__To be done__.
Can you format the lines of the listing below, from the line containing "ski pants in" up to and including the line containing "pixel 399 532", as a numbered list with blank lines omitted?

--- BEGIN Task data ---

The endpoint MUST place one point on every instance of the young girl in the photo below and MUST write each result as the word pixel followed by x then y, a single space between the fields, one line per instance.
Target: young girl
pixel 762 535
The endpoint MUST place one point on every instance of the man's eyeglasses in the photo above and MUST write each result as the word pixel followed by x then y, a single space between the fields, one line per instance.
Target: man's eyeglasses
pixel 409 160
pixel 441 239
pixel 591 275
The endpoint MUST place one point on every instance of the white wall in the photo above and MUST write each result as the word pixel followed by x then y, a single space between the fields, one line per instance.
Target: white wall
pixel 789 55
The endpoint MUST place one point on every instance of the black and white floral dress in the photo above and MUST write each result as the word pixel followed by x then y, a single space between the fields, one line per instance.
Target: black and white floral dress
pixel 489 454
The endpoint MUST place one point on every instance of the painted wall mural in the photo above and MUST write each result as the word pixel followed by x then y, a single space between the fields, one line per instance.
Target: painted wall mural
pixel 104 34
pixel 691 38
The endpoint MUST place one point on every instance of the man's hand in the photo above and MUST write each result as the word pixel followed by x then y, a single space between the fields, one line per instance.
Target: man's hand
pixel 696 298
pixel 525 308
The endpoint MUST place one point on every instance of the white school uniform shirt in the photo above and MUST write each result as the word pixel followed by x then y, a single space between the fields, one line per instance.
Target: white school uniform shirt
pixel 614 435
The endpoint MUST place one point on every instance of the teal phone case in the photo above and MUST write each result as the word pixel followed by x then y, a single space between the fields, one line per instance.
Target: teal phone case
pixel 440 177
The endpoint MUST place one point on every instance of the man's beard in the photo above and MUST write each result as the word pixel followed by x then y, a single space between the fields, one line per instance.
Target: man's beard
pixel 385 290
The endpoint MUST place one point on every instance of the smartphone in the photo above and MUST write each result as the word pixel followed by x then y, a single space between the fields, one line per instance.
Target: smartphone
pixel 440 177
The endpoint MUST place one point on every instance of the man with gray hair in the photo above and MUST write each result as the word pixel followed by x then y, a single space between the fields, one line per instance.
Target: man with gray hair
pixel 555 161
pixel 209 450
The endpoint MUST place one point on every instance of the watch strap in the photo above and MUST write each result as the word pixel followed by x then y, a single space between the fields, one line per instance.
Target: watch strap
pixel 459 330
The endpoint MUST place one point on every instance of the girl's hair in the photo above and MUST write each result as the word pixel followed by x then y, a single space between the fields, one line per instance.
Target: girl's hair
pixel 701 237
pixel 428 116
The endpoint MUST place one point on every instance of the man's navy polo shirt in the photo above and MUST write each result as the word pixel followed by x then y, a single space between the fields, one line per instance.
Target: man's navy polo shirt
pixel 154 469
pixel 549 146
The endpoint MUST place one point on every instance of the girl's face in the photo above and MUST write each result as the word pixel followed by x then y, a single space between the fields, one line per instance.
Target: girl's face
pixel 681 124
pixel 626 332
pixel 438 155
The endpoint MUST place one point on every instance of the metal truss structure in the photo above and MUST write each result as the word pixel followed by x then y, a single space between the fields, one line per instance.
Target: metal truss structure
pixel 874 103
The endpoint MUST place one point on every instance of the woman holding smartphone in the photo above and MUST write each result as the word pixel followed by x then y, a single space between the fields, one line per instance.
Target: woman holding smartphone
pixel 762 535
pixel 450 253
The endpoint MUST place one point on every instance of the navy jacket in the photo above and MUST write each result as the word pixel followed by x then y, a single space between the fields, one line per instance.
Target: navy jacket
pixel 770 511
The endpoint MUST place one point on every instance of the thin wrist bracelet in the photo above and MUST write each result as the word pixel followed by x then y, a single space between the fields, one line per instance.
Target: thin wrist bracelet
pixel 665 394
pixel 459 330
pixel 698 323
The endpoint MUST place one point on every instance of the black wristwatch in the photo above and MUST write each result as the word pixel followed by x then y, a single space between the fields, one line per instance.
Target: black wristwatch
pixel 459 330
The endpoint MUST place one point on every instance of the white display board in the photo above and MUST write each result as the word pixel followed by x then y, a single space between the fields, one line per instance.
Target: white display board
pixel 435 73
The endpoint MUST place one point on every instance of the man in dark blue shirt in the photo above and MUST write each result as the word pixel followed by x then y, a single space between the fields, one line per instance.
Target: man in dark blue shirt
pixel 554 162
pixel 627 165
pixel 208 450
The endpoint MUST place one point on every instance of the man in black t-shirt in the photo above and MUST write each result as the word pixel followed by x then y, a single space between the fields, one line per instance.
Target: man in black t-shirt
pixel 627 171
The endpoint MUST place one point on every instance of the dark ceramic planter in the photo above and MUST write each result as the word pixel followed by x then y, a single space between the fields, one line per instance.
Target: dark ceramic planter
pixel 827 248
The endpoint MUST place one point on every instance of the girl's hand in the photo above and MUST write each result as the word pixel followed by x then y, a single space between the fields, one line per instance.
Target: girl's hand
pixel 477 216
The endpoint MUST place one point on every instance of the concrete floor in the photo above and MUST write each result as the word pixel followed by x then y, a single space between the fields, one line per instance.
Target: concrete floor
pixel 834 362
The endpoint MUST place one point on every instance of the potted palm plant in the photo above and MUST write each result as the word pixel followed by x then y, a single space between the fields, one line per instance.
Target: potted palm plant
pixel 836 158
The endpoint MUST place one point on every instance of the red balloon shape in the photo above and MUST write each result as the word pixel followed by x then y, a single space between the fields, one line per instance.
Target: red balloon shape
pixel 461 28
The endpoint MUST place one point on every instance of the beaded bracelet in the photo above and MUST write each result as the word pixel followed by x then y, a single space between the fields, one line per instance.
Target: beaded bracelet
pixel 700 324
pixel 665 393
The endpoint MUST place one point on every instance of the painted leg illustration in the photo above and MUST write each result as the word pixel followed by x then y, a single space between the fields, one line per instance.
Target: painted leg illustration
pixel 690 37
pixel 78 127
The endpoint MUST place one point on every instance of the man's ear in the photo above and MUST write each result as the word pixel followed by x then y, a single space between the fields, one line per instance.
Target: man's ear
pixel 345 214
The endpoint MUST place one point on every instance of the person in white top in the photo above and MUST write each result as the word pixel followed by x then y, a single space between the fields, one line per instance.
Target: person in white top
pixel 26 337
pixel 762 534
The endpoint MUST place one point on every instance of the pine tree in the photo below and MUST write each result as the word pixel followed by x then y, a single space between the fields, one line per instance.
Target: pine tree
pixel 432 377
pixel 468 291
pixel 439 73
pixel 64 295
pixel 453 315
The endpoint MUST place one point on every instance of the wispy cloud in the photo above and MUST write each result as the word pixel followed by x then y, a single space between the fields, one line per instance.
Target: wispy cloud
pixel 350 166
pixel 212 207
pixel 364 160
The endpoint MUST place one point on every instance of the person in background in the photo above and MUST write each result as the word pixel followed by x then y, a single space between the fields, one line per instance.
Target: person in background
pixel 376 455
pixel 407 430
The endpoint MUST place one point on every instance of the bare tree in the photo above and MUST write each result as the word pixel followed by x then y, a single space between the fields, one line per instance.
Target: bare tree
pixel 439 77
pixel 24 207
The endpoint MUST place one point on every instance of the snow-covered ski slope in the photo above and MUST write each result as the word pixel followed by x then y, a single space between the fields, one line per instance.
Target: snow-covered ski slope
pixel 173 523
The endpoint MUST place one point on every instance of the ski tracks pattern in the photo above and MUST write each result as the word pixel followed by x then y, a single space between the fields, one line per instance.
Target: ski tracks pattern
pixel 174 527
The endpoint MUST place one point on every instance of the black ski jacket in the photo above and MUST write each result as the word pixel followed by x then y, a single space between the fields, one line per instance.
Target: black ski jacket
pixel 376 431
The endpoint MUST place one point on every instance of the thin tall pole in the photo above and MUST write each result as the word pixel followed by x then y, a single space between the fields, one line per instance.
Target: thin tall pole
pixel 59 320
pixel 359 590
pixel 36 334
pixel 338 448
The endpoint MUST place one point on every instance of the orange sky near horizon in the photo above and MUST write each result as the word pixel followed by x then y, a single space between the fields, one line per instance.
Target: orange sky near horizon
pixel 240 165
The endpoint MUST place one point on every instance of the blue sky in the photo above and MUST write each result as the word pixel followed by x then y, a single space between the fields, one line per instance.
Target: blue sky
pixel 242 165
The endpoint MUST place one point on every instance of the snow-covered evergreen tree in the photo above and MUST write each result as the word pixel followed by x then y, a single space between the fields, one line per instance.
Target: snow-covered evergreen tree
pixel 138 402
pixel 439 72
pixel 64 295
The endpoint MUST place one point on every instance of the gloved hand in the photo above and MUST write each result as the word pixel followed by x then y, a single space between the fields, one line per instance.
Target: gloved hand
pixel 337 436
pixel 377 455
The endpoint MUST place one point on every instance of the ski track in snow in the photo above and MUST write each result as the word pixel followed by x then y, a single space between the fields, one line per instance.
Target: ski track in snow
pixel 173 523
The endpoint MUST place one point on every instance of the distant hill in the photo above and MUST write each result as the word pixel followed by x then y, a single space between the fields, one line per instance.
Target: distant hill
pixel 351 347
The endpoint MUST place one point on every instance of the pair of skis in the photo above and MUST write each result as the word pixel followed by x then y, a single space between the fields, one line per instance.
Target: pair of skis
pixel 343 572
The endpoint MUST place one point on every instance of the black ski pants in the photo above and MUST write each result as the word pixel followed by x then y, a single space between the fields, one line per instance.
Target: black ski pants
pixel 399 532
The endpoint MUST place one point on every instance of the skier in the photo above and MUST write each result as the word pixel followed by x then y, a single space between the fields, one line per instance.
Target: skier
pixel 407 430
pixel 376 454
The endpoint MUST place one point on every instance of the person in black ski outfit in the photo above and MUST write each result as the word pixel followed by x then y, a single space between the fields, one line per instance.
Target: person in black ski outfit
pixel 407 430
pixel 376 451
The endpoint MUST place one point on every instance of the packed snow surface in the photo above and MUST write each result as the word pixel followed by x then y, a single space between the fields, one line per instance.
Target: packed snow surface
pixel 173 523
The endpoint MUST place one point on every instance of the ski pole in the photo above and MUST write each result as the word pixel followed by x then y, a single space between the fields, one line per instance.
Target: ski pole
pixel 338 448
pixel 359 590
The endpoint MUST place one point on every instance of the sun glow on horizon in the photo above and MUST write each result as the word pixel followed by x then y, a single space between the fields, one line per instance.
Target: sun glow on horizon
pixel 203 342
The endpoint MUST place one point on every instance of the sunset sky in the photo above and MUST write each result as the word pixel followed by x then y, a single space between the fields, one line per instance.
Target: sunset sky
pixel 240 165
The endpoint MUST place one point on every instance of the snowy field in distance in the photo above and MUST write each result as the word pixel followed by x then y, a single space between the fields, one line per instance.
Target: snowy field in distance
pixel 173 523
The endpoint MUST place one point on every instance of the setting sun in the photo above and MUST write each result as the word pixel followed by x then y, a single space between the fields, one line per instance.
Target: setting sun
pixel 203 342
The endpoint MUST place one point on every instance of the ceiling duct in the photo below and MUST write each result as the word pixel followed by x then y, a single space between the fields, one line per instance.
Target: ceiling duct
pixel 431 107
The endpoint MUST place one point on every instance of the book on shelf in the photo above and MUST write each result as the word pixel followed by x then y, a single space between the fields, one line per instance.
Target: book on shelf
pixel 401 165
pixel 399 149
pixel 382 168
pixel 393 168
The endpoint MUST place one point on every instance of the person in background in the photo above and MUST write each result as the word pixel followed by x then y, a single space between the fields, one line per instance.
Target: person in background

--- END Task data ---

__Result for this exercise__.
1. The endpoint MUST place one point on every instance of the black ski pants in the photo above and MUST write each result as the word pixel followed by x then y, a single space between the fields, one line per instance.
2. Target: black ski pants
3. pixel 399 532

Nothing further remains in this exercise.